### EXERCISE DESCRIPTION
Collect every line of the listing below that contains the string "booklet", matching case exactly.

(Recorded data)
################
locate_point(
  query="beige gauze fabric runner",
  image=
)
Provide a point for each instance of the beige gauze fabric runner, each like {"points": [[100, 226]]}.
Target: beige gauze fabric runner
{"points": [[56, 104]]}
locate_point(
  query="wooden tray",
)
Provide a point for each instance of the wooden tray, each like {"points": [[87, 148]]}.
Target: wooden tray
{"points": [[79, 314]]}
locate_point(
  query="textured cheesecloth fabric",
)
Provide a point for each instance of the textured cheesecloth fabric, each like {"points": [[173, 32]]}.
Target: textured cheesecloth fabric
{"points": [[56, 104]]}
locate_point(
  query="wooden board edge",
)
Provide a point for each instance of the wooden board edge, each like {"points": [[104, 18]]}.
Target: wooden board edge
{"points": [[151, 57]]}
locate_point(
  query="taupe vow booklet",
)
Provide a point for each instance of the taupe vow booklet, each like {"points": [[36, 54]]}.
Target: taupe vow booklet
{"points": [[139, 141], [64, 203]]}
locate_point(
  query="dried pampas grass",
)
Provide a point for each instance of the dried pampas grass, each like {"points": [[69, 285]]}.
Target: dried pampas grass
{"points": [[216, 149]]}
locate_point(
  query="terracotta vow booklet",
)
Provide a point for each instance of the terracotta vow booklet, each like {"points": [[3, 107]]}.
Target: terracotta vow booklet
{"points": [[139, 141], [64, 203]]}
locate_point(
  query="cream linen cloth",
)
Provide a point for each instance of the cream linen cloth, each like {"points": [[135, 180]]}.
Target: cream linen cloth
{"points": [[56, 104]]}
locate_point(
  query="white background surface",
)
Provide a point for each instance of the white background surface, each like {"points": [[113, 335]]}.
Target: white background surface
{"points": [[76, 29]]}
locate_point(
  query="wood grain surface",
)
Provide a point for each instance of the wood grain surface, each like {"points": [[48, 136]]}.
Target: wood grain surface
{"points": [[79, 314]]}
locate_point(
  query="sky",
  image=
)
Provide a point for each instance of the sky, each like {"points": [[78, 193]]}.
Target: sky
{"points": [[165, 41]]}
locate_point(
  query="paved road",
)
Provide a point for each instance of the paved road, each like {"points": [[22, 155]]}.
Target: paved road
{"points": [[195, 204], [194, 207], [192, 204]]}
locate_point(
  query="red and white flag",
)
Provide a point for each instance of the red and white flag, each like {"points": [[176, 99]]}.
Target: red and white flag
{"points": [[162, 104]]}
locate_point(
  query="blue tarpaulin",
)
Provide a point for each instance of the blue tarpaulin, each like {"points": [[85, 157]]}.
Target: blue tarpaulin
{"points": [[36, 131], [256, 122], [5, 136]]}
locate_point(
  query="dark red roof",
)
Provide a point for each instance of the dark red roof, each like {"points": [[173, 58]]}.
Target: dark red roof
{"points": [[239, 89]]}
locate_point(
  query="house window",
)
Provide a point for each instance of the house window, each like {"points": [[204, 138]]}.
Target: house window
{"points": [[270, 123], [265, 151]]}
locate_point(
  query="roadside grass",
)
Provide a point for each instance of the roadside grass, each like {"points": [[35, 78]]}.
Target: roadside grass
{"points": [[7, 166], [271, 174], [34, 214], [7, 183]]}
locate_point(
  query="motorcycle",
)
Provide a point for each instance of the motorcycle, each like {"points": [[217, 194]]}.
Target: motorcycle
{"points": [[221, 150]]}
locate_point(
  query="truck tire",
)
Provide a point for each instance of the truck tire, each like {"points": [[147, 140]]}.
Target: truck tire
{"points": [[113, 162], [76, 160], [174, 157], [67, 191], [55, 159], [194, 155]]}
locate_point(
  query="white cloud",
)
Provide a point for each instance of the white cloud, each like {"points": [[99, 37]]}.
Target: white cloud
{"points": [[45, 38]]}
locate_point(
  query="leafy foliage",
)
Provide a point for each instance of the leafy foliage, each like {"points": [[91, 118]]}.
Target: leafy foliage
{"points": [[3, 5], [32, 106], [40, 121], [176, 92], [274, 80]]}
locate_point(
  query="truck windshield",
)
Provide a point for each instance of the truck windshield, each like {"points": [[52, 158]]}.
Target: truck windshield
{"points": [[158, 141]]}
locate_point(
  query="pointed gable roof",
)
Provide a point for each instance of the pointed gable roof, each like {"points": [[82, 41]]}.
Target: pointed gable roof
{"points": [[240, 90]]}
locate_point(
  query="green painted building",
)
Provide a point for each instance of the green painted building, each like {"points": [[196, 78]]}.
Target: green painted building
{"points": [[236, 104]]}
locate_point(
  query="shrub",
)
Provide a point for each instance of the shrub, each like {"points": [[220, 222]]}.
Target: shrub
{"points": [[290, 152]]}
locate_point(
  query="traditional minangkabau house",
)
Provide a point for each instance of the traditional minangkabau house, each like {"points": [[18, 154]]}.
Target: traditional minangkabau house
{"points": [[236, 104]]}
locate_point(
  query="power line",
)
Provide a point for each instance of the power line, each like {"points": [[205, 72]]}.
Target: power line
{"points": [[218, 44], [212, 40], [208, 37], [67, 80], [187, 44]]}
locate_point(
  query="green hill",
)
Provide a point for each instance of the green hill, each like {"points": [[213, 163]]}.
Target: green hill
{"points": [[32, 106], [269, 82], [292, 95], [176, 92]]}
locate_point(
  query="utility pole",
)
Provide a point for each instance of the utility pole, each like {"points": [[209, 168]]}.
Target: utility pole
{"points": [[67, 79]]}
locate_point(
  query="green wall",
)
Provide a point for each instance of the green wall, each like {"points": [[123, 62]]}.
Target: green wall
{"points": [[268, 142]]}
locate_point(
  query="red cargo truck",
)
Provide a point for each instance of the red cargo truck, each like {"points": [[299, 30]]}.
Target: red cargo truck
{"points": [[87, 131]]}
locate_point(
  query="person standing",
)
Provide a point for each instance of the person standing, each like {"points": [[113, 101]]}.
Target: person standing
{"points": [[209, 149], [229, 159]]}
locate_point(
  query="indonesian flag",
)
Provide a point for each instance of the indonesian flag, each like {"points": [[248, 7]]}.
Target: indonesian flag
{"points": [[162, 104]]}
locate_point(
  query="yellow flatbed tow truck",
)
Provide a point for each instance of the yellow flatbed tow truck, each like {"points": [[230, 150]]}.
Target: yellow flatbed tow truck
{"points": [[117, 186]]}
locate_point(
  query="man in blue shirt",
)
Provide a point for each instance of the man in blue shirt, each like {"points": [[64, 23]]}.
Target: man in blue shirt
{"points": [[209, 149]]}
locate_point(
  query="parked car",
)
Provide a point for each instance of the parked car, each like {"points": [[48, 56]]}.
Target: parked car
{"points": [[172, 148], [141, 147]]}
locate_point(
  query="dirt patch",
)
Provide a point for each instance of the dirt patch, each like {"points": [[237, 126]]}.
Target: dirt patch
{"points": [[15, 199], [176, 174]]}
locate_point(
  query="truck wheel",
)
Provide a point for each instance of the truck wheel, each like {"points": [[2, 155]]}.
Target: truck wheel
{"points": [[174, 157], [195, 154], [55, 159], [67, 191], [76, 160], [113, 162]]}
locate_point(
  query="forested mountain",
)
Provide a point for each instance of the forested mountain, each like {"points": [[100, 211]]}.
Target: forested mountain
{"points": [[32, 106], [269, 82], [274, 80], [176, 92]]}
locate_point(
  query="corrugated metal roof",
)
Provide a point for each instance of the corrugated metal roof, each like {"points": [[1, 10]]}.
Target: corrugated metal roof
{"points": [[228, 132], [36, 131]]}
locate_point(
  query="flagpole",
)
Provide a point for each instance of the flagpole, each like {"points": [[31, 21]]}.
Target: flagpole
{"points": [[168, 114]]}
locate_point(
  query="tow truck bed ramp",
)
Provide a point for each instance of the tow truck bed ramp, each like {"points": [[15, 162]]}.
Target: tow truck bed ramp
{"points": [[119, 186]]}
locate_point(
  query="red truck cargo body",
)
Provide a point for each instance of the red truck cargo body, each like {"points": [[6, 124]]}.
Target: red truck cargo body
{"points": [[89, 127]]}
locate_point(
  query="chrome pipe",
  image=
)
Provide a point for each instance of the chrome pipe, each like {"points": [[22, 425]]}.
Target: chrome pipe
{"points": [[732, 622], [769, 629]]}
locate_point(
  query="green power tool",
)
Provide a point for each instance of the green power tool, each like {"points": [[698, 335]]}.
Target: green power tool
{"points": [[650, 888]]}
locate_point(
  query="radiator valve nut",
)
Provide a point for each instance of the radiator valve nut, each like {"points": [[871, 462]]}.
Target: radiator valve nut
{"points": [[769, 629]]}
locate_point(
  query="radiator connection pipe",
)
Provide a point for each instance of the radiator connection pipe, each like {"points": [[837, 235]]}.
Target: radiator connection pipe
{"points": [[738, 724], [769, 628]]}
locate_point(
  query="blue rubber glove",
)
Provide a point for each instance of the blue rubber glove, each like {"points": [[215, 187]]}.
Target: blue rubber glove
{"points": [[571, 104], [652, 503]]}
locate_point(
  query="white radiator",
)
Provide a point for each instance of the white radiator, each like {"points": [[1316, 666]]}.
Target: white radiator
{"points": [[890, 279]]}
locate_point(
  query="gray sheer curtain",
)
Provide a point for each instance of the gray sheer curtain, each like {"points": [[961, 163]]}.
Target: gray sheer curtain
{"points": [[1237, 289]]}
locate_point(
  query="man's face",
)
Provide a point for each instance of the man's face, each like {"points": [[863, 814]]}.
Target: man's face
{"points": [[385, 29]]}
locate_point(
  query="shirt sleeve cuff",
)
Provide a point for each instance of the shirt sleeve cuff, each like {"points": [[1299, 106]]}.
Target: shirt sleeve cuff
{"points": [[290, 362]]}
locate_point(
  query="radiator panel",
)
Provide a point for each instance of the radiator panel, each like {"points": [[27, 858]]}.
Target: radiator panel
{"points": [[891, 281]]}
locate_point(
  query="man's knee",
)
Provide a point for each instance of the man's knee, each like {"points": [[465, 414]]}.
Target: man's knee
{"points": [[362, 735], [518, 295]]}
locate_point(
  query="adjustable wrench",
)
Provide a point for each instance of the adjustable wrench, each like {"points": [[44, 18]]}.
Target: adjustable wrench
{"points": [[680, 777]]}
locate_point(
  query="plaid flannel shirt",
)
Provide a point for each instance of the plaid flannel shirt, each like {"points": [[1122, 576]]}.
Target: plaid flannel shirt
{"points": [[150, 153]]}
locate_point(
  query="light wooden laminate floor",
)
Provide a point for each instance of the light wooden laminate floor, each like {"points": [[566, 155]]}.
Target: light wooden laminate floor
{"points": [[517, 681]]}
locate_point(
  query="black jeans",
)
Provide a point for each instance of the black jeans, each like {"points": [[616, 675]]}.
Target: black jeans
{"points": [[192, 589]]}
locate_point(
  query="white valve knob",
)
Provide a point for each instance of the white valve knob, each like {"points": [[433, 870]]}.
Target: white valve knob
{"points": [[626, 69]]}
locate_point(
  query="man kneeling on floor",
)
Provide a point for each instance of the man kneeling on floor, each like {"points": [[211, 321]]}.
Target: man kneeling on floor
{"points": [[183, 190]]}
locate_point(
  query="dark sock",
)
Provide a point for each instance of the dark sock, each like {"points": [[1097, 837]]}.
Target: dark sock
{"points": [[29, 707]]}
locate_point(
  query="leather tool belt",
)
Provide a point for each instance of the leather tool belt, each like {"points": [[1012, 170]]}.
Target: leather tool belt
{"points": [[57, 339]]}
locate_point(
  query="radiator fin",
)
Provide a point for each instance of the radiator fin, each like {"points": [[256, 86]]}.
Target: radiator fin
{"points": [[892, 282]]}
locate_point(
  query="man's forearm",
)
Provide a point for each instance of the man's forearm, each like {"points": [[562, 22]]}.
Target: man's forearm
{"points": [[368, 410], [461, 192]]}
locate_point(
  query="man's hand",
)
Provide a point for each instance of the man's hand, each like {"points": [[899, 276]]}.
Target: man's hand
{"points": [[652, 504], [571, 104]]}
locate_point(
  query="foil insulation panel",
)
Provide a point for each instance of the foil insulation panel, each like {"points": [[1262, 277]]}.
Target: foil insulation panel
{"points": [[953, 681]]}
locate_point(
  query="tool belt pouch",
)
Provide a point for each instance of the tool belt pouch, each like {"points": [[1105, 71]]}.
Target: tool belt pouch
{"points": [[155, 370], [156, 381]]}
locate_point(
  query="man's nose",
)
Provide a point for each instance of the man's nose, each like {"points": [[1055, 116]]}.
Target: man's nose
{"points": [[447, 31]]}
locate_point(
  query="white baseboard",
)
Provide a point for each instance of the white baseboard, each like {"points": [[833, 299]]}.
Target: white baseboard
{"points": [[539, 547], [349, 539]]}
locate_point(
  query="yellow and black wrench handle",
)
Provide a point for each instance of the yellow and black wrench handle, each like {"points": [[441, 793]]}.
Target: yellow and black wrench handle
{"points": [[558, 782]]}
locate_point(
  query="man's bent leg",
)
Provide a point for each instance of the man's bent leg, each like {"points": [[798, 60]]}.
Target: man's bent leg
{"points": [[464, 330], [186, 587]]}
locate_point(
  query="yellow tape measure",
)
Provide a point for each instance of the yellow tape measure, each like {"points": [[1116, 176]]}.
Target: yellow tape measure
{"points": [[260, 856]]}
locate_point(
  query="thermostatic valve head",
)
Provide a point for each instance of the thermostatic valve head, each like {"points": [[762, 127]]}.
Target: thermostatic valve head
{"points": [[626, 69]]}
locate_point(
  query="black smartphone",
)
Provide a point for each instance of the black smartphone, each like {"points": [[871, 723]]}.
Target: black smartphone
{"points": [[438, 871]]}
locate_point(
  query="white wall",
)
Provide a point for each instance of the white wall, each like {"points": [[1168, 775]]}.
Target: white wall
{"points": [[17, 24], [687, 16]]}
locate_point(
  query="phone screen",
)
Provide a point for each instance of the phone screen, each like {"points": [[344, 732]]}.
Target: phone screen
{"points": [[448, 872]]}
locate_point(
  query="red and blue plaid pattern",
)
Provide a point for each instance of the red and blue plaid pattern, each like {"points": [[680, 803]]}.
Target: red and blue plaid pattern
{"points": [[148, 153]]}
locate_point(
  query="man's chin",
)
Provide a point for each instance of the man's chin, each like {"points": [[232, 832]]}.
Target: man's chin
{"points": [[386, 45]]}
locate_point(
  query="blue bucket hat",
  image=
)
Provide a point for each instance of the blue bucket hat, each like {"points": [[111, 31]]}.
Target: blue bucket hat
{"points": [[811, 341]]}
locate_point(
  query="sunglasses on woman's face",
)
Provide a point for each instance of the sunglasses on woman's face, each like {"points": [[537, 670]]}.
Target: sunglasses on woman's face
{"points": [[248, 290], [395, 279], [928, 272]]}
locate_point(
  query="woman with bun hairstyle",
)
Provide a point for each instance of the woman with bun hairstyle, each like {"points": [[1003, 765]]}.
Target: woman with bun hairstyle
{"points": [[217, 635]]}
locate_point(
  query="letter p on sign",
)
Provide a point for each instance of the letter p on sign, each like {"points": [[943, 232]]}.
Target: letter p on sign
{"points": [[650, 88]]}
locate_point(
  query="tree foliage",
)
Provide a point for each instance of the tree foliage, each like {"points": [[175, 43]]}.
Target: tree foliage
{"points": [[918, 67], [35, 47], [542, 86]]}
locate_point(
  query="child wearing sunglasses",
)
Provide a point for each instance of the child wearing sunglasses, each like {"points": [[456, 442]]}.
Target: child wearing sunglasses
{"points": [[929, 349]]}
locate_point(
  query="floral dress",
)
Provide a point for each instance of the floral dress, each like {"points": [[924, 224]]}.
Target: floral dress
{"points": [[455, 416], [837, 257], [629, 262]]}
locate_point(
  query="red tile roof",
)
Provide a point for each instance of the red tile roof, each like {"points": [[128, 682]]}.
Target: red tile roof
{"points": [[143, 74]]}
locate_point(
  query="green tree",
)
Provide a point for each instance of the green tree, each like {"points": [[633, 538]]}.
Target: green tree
################
### EXERCISE SOLUTION
  query="taupe vow booklet",
Provide a point for each instance of the taupe vow booklet, each like {"points": [[36, 54]]}.
Target: taupe vow booklet
  query="terracotta vow booklet",
Provide a point for each instance of the terracotta vow booklet, each like {"points": [[3, 107]]}.
Target: terracotta vow booklet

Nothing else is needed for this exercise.